- YOUR OBJECTIVE -
Exactly repeat the line that contains "In this exercise you will tag the podium", then every line after it up to and including the final line.

===== DATA TO USE

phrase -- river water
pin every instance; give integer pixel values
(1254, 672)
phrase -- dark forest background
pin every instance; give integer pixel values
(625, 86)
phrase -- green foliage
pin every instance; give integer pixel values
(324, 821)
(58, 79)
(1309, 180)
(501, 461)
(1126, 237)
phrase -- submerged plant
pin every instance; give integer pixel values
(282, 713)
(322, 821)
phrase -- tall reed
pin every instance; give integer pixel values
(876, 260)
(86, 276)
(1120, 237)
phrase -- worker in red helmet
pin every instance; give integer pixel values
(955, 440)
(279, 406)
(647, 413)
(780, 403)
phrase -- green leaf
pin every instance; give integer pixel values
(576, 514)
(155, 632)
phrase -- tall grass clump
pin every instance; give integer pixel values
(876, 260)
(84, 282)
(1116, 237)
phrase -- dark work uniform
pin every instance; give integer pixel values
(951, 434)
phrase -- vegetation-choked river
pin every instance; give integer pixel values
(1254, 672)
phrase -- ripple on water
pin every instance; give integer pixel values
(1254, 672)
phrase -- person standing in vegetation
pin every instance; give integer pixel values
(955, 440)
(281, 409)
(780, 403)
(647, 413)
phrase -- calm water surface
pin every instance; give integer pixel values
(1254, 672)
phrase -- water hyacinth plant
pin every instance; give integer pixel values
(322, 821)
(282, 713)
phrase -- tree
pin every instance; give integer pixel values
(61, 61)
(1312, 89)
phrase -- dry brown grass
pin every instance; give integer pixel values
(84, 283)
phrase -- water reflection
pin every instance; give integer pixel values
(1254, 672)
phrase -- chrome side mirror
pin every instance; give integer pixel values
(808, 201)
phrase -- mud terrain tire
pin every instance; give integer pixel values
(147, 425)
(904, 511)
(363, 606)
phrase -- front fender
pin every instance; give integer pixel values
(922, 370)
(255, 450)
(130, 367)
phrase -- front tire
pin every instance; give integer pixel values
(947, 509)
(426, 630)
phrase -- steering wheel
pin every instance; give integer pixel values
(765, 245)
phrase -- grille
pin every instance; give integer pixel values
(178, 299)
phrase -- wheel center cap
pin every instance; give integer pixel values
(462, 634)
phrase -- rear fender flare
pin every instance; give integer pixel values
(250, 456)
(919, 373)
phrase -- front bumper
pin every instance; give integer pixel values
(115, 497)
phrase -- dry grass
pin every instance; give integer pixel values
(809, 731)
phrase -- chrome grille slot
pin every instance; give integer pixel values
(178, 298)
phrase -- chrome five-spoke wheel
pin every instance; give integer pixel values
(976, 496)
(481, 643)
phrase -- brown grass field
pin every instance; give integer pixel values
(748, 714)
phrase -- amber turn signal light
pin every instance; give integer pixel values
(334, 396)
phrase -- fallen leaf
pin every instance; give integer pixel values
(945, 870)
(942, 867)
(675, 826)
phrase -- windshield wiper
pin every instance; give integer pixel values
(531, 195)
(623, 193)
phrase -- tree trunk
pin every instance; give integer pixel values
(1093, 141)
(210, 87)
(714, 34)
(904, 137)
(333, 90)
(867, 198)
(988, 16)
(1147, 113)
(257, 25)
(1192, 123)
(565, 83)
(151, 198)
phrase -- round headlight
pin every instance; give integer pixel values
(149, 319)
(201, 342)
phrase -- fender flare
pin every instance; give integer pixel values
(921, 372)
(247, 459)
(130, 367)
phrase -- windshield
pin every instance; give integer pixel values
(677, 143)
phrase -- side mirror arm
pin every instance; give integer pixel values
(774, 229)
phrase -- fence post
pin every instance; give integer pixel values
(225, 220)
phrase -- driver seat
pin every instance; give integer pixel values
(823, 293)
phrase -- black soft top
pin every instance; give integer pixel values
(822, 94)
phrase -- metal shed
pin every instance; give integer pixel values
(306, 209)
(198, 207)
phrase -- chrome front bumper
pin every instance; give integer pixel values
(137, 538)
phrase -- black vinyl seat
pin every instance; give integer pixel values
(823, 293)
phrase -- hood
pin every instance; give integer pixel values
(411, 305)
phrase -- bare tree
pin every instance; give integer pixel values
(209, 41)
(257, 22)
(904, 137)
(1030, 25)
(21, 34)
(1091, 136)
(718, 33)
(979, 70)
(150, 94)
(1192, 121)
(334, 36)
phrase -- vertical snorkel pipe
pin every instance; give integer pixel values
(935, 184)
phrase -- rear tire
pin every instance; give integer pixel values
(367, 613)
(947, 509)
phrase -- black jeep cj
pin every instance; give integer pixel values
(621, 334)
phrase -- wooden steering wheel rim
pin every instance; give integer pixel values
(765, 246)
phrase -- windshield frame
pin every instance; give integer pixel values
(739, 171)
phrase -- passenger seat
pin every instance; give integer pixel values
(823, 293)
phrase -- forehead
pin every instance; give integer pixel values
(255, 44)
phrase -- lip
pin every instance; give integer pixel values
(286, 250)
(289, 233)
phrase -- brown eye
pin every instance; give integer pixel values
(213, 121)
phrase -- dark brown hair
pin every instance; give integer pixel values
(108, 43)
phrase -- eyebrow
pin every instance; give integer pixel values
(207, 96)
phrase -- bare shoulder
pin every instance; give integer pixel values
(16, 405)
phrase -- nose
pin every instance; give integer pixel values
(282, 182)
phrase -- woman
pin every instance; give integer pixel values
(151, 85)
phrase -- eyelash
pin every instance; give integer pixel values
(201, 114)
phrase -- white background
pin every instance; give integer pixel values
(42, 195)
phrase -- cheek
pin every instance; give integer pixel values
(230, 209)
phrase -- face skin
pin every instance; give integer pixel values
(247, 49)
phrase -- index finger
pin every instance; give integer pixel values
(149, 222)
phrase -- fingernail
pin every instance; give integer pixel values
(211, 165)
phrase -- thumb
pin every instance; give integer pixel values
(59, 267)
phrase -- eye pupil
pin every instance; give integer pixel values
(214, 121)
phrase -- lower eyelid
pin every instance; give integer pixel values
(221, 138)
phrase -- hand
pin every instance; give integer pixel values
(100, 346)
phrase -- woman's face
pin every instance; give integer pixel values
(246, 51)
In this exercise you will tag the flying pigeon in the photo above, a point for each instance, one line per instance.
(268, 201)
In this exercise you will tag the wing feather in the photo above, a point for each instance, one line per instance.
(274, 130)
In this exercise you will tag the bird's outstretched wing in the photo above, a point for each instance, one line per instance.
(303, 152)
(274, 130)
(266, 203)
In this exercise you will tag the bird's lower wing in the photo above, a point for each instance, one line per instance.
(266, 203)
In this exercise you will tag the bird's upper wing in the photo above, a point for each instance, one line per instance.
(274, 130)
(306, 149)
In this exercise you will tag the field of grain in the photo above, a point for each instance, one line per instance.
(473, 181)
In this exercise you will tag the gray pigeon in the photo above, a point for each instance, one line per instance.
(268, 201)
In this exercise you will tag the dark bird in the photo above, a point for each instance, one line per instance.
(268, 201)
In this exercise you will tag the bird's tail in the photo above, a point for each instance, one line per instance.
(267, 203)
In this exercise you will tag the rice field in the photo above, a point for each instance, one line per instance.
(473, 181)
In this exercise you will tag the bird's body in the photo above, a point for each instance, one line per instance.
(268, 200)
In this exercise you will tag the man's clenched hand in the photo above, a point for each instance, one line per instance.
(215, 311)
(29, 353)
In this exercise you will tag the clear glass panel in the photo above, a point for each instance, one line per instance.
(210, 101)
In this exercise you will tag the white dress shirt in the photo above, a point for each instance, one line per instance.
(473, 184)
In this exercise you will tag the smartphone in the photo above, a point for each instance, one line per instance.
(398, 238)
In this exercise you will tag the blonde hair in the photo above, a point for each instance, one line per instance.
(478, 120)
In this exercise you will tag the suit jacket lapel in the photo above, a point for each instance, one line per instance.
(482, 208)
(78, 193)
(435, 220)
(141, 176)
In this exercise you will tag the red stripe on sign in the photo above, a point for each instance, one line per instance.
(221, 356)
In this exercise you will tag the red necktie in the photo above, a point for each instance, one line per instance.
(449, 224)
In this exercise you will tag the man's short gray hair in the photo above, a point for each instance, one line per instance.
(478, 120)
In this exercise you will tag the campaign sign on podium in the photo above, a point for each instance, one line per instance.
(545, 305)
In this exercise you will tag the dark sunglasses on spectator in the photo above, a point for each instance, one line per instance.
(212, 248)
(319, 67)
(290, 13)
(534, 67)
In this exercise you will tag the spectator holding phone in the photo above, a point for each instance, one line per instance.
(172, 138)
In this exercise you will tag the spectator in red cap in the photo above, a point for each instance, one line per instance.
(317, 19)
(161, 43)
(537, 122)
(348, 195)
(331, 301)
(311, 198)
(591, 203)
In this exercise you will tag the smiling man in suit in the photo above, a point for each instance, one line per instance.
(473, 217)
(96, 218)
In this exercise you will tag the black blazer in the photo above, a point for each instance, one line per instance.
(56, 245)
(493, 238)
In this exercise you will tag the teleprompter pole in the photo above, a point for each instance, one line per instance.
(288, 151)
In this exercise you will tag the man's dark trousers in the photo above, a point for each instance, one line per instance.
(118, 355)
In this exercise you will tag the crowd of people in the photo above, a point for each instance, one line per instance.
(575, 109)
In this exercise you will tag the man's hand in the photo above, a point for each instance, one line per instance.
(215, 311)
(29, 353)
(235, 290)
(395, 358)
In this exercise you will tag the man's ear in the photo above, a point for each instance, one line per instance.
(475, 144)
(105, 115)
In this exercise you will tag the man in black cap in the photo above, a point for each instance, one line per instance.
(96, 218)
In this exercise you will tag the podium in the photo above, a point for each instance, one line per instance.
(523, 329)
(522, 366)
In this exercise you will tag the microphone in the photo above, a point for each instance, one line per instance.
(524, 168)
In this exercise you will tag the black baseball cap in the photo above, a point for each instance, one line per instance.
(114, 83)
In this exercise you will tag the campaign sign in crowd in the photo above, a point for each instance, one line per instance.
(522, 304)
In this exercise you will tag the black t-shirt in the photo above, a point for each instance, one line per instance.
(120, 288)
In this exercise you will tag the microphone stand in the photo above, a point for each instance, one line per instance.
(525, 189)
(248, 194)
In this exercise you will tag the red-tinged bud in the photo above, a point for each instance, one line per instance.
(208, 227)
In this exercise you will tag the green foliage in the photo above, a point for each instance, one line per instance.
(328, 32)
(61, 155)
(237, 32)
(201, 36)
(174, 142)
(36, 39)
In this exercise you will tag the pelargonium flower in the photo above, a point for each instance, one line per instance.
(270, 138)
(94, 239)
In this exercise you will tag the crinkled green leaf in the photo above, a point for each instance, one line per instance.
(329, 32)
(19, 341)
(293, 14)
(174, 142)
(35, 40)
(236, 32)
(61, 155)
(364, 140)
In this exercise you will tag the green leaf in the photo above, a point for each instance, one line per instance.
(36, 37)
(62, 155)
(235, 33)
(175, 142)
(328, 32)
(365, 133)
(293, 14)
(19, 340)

==========

- EXERCISE RESPONSE -
In this exercise you will tag the podium in the photo above, a point for each instance, one line per instance.
(523, 329)
(522, 366)
In this exercise you will tag the microphone in the photo above, a point for each instance, one line per instance.
(524, 168)
In this exercise you will tag the black baseball cap in the photo above, a point for each instance, one line per instance.
(114, 83)
In this exercise you will tag the campaign sign in crowd in the photo above, a point for each instance, one line per instance.
(522, 304)
In this exercise you will tag the black t-shirt in the photo above, a point for each instance, one line per instance.
(120, 288)
In this exercise you will tag the microphone stand in the photo above, a point for each instance, one line per instance.
(525, 189)
(248, 194)
In this exercise you will tag the red-tinged bud in the photo above, a point for each instance, one line per instance.
(208, 227)
In this exercise you will tag the green foliage in the photo above, a point for each instance, one line per instance.
(328, 32)
(61, 155)
(237, 32)
(201, 36)
(174, 142)
(36, 39)
In this exercise you will tag the pelargonium flower in the photo above, a point for each instance, one line per instance.
(270, 138)
(94, 239)
In this exercise you will tag the crinkled green leaf in the photo above, a point for each instance, one line per instance.
(329, 32)
(19, 341)
(293, 14)
(174, 142)
(35, 40)
(236, 32)
(61, 155)
(364, 140)
In this exercise you will tag the green leaf in the photo above, a point for each instance, one line per instance.
(36, 37)
(62, 155)
(235, 33)
(175, 142)
(328, 32)
(365, 133)
(293, 14)
(19, 340)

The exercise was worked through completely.